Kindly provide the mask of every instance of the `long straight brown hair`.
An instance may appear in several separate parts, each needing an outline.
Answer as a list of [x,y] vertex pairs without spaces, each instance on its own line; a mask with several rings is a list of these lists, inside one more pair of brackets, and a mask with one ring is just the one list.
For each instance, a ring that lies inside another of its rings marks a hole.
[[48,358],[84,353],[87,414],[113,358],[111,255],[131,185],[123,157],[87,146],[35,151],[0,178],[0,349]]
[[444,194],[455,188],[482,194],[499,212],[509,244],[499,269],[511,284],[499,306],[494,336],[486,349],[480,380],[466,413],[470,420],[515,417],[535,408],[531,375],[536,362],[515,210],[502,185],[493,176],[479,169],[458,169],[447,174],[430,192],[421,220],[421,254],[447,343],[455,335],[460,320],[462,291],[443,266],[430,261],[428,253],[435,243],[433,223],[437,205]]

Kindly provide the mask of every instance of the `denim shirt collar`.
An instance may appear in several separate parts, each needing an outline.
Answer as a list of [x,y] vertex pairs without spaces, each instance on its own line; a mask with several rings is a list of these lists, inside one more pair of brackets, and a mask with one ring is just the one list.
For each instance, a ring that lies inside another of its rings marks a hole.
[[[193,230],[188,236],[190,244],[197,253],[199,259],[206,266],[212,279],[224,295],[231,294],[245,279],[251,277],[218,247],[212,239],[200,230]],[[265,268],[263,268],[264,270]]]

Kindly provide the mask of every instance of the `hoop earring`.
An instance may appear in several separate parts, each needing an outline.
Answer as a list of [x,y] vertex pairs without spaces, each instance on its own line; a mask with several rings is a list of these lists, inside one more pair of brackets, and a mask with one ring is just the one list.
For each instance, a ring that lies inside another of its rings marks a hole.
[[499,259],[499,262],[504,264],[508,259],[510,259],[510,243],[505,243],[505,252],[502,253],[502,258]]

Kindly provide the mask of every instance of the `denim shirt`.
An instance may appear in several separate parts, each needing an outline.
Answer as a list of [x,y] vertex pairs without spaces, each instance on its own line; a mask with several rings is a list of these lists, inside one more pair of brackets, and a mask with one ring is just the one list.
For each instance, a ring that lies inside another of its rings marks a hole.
+++
Nothing should be changed: write out all of the data as is.

Kindly provide the mask of every instance of the `long straight brown hair`.
An instance may appear in several separate parts, each needing an outline.
Answer as a list of [x,y] vertex pairs without spaces, each instance on its own line; a mask with several rings is a list of these lists, inside one more pair of brackets, and a mask with one ring is just the one list.
For each instance, a ring that lies inside another of its rings marks a hole.
[[48,358],[84,353],[87,414],[113,358],[111,255],[131,185],[123,157],[87,146],[35,151],[0,178],[0,349]]
[[444,194],[455,188],[482,194],[499,212],[509,244],[499,269],[511,284],[499,306],[494,336],[486,349],[480,380],[466,413],[470,420],[515,417],[535,408],[531,375],[536,362],[515,210],[502,185],[493,176],[479,169],[458,169],[447,174],[430,192],[421,220],[421,254],[447,343],[455,335],[460,320],[462,291],[443,266],[430,261],[428,253],[435,243],[433,223],[437,205]]

Kindly provide the mask of every instance of the `denim shirt collar`.
An instance may appear in several separate parts, each needing an outline.
Answer as a list of [x,y] vertex pairs without spaces, each instance on its own line; a mask with several rings is a list of these lists, inside one more pair of brackets, and a mask with one ring is just the one list.
For each instance, a ring that lies inside another of its rings marks a hole.
[[[193,230],[188,236],[190,244],[197,253],[199,259],[206,266],[212,279],[224,295],[231,294],[245,279],[251,277],[218,247],[212,239],[200,230]],[[265,268],[263,268],[264,270]]]

Kindly provide the mask of every instance of the `hoop earring`.
An instance may appear in several separate parts, each needing an outline.
Answer as a list of [x,y] vertex pairs without spaces, each instance on its own line; a mask with several rings is a list of these lists, inside one more pair of brackets, and a mask with one ring is just the one list.
For each instance, a ring that lies inside another of its rings marks a hole.
[[499,259],[499,262],[504,264],[508,259],[510,259],[510,243],[505,243],[505,252],[502,253],[502,258]]

Kindly provide the mask of every instance of the `denim shirt`.
An instance may appear in several separate parts, each needing an outline.
Answer as a list of [x,y] vertex pairs without spaces, each instance on its own line; a mask with several rings is a list of these lists, inside one more pair of brackets, and a mask with one ring is just the one list.
For each instance, a ring that lies inside another of its rings marks a hole.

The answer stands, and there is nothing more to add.